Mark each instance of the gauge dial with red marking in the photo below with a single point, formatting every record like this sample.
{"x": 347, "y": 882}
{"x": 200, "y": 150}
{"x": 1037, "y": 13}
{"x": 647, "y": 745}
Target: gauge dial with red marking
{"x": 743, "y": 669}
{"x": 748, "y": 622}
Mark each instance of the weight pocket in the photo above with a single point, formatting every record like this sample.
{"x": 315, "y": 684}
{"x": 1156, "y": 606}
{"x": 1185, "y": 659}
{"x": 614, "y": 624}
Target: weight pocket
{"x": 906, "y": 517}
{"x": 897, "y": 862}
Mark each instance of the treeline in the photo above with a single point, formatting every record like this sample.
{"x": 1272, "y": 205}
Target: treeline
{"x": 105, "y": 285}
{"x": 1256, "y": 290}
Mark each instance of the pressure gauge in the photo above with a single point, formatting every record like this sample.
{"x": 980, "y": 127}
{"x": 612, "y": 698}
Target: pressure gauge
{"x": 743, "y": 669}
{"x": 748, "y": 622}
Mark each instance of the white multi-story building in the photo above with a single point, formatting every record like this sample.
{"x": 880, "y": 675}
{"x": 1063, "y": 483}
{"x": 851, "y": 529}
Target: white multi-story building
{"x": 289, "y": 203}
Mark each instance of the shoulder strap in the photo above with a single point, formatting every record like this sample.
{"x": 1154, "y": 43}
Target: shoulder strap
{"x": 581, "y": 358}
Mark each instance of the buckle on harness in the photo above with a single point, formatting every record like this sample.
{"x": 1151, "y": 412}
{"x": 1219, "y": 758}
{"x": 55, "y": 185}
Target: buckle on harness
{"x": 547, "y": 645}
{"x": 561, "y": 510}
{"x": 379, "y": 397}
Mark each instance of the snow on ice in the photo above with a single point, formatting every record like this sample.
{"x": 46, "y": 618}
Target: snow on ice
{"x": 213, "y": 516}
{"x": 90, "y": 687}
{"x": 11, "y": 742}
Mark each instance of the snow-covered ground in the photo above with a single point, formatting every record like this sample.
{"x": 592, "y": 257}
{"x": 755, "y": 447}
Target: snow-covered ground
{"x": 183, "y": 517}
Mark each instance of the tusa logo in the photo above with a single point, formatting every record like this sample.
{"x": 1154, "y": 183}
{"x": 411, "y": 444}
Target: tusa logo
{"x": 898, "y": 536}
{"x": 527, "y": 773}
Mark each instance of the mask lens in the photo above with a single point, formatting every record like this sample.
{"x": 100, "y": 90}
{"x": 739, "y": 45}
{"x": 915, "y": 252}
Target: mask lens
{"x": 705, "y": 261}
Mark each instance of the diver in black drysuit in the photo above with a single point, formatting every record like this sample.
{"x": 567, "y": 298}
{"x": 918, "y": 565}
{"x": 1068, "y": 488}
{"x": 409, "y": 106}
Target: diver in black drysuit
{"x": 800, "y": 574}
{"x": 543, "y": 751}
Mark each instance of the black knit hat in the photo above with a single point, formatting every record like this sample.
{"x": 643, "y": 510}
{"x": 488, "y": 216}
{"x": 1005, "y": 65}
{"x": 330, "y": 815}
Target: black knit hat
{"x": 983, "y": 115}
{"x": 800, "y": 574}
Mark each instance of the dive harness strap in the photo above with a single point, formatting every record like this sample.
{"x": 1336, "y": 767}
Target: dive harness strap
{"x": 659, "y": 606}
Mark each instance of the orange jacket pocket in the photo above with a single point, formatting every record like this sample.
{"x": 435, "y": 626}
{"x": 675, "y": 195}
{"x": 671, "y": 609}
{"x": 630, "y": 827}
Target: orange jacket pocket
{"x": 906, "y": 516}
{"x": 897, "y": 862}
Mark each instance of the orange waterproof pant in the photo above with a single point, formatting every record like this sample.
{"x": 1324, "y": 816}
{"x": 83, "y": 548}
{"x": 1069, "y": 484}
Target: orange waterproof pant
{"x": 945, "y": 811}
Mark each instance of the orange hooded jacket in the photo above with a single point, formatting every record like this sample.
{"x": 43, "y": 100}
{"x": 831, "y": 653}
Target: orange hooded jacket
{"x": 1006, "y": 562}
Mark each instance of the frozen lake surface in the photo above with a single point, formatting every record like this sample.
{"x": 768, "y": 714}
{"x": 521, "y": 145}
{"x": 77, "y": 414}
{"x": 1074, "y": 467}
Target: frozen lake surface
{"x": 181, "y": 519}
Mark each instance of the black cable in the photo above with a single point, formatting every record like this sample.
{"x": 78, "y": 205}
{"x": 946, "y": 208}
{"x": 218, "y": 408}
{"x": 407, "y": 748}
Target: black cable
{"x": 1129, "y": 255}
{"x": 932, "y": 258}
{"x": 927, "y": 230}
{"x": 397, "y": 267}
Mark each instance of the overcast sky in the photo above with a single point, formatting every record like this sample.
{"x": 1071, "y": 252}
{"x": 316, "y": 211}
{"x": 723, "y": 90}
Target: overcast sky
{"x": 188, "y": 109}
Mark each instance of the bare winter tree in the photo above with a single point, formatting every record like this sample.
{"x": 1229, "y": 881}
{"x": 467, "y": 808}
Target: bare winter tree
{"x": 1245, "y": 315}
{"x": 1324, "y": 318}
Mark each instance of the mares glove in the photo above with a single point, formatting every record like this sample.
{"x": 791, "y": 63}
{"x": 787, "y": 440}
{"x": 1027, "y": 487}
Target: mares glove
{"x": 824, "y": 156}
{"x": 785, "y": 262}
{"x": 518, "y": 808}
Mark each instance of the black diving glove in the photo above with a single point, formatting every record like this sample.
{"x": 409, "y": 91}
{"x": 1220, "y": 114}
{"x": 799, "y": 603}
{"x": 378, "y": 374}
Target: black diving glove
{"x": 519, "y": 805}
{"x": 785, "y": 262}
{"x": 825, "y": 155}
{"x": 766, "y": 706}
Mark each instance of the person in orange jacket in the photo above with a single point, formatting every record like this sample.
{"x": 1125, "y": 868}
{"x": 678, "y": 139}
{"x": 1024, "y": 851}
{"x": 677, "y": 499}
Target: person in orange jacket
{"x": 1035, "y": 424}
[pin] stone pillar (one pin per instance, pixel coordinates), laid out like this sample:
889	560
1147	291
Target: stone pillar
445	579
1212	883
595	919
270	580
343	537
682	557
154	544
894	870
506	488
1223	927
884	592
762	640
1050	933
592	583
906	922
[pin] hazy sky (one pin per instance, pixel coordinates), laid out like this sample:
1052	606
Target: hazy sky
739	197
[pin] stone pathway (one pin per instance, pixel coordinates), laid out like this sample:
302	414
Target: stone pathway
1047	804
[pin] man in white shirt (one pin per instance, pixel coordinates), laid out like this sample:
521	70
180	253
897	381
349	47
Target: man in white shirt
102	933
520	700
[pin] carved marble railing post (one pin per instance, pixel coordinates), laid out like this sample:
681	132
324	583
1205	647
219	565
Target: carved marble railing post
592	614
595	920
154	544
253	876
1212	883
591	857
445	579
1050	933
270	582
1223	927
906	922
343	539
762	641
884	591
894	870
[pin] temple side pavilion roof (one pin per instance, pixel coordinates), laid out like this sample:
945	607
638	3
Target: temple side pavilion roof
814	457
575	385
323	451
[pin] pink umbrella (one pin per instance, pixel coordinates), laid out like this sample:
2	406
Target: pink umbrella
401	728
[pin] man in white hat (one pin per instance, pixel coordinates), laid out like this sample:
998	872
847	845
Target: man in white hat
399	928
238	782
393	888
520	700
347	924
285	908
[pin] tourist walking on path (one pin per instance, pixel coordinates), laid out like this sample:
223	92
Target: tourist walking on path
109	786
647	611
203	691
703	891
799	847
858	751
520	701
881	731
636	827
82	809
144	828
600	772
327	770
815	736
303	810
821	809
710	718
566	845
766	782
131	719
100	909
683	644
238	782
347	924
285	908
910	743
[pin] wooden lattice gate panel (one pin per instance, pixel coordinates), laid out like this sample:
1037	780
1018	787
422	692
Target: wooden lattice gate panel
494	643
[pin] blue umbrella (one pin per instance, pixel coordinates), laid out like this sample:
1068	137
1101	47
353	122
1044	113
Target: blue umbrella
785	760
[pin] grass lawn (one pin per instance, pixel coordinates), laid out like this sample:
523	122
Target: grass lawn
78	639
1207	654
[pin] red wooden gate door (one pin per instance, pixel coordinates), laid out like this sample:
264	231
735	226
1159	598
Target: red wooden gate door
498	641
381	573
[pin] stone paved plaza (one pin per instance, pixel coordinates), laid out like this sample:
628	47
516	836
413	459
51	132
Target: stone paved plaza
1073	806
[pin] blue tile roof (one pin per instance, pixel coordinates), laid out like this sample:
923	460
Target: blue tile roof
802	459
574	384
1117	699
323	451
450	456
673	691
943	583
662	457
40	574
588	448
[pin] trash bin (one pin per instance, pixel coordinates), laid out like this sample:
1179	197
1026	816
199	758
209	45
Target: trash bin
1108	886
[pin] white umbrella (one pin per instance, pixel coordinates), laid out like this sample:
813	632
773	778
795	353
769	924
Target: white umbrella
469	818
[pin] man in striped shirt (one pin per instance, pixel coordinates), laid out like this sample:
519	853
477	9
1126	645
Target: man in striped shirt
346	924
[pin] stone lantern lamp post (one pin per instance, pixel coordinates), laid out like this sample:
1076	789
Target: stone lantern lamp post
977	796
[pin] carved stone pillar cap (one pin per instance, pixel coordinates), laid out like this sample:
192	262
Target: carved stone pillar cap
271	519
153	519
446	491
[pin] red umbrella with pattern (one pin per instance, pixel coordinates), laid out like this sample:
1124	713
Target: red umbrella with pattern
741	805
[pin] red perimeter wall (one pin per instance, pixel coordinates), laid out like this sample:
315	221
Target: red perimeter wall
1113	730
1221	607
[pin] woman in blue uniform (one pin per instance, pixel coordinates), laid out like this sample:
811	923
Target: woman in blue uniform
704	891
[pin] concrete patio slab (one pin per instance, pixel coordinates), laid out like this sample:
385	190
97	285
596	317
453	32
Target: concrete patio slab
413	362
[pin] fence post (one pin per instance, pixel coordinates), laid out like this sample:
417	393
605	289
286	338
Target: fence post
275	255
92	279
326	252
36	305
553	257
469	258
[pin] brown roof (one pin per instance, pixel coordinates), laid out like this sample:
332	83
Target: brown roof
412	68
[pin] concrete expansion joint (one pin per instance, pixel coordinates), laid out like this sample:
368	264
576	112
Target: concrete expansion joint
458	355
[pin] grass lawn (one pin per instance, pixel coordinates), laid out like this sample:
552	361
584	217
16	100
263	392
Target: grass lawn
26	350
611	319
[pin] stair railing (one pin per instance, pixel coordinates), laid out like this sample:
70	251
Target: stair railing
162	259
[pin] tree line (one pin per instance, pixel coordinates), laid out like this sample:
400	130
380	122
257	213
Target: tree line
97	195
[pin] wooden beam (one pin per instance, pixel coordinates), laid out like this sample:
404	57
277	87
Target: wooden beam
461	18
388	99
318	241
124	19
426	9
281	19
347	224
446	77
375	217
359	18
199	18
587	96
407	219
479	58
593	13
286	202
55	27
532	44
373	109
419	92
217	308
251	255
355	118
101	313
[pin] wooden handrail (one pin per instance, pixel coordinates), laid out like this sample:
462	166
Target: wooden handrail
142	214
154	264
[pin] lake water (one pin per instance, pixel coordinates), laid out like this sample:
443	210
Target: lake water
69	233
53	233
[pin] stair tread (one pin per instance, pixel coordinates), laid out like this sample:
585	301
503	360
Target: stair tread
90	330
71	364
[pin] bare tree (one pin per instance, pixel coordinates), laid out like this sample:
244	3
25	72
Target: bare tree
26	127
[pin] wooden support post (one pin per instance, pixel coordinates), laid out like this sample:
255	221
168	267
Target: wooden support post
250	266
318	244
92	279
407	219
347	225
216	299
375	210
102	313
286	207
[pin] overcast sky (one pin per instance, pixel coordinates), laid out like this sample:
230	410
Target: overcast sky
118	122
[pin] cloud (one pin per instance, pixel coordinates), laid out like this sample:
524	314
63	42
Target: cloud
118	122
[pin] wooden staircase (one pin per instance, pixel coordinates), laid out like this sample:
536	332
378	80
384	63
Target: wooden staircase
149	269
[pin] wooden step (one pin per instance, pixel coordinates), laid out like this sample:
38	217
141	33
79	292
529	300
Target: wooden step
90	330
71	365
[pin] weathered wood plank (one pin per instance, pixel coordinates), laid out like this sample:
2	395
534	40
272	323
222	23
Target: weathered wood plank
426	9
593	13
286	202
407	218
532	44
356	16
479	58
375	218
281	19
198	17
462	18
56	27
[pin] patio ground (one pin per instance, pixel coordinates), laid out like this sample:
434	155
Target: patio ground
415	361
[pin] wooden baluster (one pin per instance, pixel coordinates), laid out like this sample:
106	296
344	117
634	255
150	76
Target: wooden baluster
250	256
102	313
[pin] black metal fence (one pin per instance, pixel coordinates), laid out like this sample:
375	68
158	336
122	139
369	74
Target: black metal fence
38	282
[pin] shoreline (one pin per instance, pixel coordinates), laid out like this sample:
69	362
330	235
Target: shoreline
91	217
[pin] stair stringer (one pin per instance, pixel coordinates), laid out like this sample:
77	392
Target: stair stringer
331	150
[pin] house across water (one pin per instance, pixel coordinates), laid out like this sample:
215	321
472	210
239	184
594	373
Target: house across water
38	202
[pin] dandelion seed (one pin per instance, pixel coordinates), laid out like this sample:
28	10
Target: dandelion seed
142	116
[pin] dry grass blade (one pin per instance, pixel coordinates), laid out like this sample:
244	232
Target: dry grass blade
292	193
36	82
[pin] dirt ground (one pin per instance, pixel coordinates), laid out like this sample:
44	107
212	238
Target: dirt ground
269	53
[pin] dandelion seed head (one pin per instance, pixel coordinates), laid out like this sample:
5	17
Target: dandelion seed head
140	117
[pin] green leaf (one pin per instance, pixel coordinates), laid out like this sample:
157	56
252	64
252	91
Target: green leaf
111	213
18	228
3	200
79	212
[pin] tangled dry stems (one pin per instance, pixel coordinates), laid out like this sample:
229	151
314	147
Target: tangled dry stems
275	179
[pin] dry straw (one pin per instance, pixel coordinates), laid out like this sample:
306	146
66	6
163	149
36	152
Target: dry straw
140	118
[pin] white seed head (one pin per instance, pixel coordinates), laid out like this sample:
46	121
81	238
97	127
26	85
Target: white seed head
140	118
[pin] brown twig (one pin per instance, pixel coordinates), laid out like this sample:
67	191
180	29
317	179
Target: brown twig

● **YOUR TASK**: The lines wanted are those from the one holding "Target: green leaf" through the final line of the listing; print them exactly.

● **ANSWER SECTION**:
Target: green leaf
111	213
18	228
3	200
79	212
[pin] tangled dry stems (one pin per instance, pixel coordinates), laid out like this sample:
229	151
314	147
Target: tangled dry stems
275	179
[pin] dry straw (one pin per instance, pixel coordinates), laid out like this sample:
306	146
66	6
163	149
36	152
Target: dry straw
140	118
[pin] white seed head (one pin per instance, pixel coordinates), laid out like this sample:
46	121
81	238
97	127
26	85
Target: white seed head
140	118
[pin] brown twig (one pin per instance, pixel coordinates), laid out like this sample:
67	191
180	29
317	179
Target: brown twig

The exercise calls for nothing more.